TASK BRIEF>
Every entry, from first to last, must be written out exactly.
:: RECORD EXTRACTS ::
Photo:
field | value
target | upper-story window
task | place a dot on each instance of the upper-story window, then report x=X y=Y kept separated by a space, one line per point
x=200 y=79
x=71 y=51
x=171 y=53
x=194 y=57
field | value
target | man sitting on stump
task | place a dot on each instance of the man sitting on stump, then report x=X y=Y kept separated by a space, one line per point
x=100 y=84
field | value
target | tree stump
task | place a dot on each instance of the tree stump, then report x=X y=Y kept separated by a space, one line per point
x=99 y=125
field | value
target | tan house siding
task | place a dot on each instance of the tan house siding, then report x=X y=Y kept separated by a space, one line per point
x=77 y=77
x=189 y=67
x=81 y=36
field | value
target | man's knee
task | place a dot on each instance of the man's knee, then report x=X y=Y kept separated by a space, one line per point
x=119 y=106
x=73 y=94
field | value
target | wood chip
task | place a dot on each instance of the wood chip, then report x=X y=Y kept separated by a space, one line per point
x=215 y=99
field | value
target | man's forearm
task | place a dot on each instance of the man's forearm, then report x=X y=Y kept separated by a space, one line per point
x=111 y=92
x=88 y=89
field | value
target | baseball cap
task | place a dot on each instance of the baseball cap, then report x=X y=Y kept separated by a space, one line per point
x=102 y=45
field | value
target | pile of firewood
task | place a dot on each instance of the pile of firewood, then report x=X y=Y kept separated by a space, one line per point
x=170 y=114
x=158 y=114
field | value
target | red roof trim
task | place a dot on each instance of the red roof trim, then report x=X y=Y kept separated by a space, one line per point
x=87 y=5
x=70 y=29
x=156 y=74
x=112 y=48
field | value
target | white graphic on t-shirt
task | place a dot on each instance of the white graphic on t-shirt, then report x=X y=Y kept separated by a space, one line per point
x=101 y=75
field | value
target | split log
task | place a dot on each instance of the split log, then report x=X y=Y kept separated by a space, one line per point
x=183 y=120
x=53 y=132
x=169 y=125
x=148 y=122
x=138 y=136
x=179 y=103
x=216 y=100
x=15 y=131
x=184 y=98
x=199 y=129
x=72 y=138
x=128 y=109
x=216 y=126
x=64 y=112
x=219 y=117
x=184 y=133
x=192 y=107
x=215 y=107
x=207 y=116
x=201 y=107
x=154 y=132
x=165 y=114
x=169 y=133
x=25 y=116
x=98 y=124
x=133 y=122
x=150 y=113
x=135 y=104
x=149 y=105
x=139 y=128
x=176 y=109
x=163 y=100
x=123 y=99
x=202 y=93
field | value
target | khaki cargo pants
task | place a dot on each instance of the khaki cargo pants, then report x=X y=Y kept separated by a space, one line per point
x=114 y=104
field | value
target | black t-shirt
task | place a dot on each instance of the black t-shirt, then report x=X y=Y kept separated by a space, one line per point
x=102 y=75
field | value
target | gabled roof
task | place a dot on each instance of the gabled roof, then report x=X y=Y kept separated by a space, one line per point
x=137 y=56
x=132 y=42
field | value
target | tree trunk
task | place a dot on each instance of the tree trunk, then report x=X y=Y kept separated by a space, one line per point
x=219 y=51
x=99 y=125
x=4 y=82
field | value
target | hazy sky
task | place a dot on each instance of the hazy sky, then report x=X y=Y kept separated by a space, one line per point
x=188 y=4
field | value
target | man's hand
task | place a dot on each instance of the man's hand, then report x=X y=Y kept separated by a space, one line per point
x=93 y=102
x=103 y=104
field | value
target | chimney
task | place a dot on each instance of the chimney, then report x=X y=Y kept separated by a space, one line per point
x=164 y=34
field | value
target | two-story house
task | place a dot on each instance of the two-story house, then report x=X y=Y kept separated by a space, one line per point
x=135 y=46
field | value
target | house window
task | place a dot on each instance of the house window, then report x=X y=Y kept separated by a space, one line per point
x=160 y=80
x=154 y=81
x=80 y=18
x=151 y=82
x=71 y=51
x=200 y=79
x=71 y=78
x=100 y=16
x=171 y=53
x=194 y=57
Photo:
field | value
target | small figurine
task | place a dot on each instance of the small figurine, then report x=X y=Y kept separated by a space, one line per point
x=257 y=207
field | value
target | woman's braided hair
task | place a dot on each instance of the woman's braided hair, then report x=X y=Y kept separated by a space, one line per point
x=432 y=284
:::
REPLY TO THE TASK>
Photo:
field | value
target | upper-story window
task | place a dot on each instance of the upper-story window, then report x=X y=Y kept separated by a space, one line per point
x=200 y=79
x=71 y=51
x=171 y=53
x=194 y=57
field | value
target | man sitting on stump
task | place a dot on each instance of the man sitting on stump, then report x=X y=Y kept separated by a space, one line per point
x=100 y=84
field | value
target | tree stump
task | place a dot on each instance of the tree stump, then report x=X y=Y kept separated by a space, one line per point
x=99 y=125
field | value
target | tan house siding
task | place a dot on each instance of the tan house siding, then report x=X y=Y kept separated by a space, one line per point
x=77 y=77
x=189 y=67
x=81 y=36
field | value
target | man's knee
task | place a dot on each instance of the man's knee, then report x=X y=Y kept separated by a space, one line per point
x=119 y=106
x=73 y=94
field | value
target | wood chip
task | place a dot on each instance of the wood chip, then report x=X y=Y kept separated by a space, one line per point
x=215 y=99
field | value
target | man's forearm
task | place a dot on each instance of the man's forearm, then report x=X y=Y kept separated by a space, one line per point
x=111 y=92
x=88 y=89
field | value
target | baseball cap
task | place a dot on each instance of the baseball cap, then report x=X y=Y kept separated by a space, one line per point
x=102 y=45
field | value
target | pile of firewood
task | place a dot on each instance of the pile of firewood, then report x=X y=Y kept separated by a space, one line per point
x=170 y=114
x=158 y=114
field | value
target | red roof trim
task | place a dot on each instance of the red roof trim, then report x=X y=Y kept separated by a space, one line per point
x=87 y=5
x=70 y=29
x=156 y=74
x=112 y=48
field | value
target | white graphic on t-shirt
task | place a dot on each instance of the white graphic on t-shirt, then report x=X y=Y kept separated by a space, one line per point
x=101 y=75
field | value
target | split log
task | place a dot on each instance of the split log, then report x=X y=Y kept separated by a space, one line per point
x=183 y=120
x=53 y=132
x=169 y=125
x=148 y=122
x=138 y=136
x=179 y=103
x=216 y=100
x=15 y=131
x=184 y=98
x=199 y=129
x=72 y=138
x=128 y=109
x=216 y=126
x=64 y=112
x=219 y=117
x=184 y=133
x=192 y=107
x=215 y=107
x=207 y=116
x=201 y=107
x=154 y=132
x=165 y=114
x=169 y=133
x=25 y=116
x=98 y=124
x=133 y=122
x=150 y=113
x=135 y=104
x=149 y=105
x=139 y=128
x=176 y=109
x=163 y=100
x=123 y=99
x=202 y=93
field | value
target | khaki cargo pants
task | place a dot on each instance of the khaki cargo pants, then report x=X y=Y kept separated by a space, one line per point
x=114 y=104
field | value
target | black t-shirt
task | place a dot on each instance of the black t-shirt, then report x=X y=Y kept separated by a space, one line per point
x=102 y=75
field | value
target | gabled roof
task | place a dot on each instance of the gabled roof, then report x=X y=Y kept separated by a space, one line per point
x=137 y=56
x=132 y=42
field | value
target | tree trunk
task | place a dot on each instance of the tree trunk, then report x=X y=Y kept separated by a space, one line per point
x=219 y=51
x=99 y=125
x=4 y=82
field | value
target | hazy sky
task | place a dot on each instance of the hazy sky, then report x=X y=Y kept separated by a space, one line per point
x=188 y=4
field | value
target | man's hand
task | place a dot on each instance of the man's hand, then report x=X y=Y kept separated by a space, one line per point
x=93 y=102
x=103 y=104
field | value
target | chimney
task | place a dot on each instance of the chimney, then report x=X y=Y kept separated by a space, one line per point
x=164 y=34
field | value
target | two-story house
task | place a dot on each instance of the two-story house, then report x=X y=Y kept separated by a space, one line per point
x=135 y=46
field | value
target | house window
task | place a dot on each instance of the house window, then report x=X y=Y kept separated by a space, one line per point
x=160 y=80
x=154 y=81
x=80 y=18
x=151 y=82
x=71 y=51
x=200 y=79
x=71 y=78
x=100 y=16
x=171 y=53
x=194 y=57
Photo:
field | value
target | small figurine
task | place a dot on each instance of the small figurine, then report x=X y=Y kept separated by a space, one line per point
x=257 y=207
field | value
target | woman's braided hair
task | place a dot on each instance of the woman's braided hair, then report x=X y=Y kept separated by a space, one line per point
x=432 y=284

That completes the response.